[Input data]

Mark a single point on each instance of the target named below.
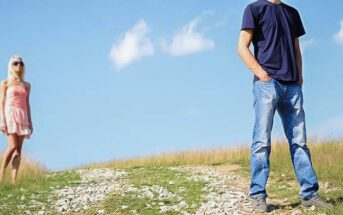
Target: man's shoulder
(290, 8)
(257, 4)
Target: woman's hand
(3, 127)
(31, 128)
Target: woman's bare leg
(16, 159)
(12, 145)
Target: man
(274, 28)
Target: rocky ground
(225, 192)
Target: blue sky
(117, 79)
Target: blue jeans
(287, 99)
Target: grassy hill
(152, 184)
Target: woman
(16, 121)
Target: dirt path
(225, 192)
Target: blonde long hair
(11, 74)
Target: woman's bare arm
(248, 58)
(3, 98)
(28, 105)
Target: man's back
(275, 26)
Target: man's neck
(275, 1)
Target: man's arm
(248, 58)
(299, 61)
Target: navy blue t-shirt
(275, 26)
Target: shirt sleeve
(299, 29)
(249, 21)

[/Input data]
[Input data]

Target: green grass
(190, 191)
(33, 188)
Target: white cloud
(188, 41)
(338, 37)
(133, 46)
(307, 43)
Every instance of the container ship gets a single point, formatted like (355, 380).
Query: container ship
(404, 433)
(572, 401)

[/Input data]

Task requirements
Find all lines holding the word "single" in the records above and copy them.

Solution to the problem
Mark a single point on each instance of the target named below.
Every instance of the container ship gets a single point, formatted like (355, 380).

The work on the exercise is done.